[start of SUPPLIED RECORDS]

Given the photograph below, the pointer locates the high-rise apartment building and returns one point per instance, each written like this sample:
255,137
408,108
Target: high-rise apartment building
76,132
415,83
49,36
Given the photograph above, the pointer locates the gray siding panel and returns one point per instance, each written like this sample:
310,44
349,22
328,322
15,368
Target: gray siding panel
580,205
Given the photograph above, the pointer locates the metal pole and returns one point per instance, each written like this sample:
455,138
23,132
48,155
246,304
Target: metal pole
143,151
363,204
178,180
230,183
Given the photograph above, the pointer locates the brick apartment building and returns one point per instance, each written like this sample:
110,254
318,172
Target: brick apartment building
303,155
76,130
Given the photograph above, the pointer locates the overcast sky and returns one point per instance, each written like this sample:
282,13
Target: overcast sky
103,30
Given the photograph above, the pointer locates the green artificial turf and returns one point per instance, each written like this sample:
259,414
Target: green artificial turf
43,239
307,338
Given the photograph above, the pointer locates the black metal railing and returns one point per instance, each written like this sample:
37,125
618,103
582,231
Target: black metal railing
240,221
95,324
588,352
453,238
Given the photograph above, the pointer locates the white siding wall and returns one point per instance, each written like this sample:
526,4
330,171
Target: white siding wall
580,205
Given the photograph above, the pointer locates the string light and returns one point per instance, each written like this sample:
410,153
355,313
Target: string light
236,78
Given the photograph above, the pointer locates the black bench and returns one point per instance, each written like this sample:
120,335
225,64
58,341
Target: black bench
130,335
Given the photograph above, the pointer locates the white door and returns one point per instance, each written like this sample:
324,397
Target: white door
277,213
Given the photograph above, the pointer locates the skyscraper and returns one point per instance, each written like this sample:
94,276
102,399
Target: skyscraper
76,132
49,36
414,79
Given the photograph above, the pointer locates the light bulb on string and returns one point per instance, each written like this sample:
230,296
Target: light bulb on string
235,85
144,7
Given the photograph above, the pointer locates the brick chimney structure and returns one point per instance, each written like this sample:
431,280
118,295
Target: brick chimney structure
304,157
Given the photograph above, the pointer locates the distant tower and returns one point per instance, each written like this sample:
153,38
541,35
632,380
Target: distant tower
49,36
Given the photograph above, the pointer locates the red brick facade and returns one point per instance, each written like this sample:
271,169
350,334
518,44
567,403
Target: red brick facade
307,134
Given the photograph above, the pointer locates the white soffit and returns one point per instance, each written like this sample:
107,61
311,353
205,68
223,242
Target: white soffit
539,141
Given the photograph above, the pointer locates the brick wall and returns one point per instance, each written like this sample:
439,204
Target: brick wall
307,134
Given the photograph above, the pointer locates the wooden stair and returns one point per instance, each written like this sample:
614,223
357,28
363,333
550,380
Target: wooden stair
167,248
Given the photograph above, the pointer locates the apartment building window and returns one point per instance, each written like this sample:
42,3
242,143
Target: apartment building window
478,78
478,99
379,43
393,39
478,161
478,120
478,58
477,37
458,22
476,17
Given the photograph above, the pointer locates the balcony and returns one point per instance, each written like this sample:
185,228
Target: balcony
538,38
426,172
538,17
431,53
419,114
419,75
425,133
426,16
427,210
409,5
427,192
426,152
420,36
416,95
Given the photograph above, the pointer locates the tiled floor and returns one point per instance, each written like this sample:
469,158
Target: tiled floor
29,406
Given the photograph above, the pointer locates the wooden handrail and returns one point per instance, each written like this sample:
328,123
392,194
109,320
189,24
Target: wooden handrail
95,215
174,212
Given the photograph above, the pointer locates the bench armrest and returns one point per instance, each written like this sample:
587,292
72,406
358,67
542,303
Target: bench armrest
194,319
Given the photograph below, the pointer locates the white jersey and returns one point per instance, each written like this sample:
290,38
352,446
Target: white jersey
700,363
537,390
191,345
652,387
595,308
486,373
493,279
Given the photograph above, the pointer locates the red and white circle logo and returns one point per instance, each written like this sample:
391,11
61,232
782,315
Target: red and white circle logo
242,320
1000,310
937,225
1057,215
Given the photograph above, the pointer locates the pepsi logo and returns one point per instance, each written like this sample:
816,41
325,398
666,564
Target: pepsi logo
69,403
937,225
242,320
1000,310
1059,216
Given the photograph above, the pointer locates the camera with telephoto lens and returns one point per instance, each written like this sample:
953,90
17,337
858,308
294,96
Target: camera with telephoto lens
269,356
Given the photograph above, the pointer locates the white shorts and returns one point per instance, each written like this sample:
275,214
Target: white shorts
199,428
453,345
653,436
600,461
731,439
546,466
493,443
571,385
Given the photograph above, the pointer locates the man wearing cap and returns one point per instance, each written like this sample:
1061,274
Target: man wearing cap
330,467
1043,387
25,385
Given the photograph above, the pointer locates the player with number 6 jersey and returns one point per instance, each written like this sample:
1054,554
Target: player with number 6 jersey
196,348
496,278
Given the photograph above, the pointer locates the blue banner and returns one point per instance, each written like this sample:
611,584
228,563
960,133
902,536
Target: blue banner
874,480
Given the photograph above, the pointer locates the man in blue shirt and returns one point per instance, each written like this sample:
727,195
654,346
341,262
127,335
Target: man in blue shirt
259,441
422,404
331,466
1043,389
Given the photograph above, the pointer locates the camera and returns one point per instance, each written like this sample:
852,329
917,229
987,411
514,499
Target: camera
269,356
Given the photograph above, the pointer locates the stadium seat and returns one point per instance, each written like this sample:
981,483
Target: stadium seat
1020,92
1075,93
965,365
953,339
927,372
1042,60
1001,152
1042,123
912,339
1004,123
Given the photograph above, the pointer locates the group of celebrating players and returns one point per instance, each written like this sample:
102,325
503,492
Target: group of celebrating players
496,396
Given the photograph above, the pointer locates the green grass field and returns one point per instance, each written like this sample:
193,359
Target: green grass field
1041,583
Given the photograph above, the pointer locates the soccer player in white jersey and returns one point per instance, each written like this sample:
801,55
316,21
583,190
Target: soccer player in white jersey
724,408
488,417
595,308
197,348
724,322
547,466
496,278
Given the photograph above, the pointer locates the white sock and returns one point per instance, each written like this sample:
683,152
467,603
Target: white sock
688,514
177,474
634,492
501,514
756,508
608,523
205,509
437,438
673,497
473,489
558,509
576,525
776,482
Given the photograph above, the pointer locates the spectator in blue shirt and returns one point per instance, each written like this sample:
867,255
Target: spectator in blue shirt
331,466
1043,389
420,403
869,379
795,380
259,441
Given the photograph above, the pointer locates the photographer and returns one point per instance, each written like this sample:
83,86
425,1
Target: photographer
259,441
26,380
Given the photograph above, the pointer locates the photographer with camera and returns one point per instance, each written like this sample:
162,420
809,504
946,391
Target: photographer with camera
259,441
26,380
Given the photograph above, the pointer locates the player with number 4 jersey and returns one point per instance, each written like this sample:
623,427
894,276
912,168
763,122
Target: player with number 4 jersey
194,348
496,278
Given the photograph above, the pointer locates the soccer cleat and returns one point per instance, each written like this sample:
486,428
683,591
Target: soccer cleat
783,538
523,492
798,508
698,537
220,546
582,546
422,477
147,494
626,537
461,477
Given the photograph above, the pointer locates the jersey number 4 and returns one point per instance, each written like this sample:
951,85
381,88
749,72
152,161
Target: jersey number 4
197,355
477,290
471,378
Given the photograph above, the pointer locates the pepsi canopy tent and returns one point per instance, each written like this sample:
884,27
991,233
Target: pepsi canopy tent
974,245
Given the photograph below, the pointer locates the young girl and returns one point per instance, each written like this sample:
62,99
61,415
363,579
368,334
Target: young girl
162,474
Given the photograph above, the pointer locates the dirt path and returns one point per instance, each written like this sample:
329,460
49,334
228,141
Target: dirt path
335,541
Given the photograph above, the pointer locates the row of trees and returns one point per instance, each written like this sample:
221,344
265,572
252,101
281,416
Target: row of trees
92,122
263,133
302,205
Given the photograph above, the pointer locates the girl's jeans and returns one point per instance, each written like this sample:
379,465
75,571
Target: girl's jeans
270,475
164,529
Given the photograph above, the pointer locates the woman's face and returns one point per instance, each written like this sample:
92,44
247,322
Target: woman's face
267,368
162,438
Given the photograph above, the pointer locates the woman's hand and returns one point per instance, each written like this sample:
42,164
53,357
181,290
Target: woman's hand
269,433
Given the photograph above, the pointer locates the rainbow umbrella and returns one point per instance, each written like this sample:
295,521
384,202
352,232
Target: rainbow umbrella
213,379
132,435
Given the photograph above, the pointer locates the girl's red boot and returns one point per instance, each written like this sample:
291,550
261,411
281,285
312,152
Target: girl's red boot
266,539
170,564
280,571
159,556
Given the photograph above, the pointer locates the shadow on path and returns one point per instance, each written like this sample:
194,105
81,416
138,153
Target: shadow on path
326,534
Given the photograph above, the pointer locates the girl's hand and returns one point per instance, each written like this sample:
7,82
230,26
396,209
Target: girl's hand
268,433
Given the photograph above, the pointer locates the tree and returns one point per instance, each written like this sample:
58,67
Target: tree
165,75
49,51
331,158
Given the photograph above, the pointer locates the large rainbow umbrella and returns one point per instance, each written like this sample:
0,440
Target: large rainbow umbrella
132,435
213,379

[end of SUPPLIED RECORDS]

EXERCISE TASK =>
Copy the material above word for word, from the line containing "Given the photograph above, the pointer locates the large" through the last line of the material.

FINISHED EXERCISE =>
Given the photograph above, the pointer locates the large rainbow umbrella and returns one point per instance, each written like this sample:
0,440
Target: large rainbow umbrella
132,435
213,379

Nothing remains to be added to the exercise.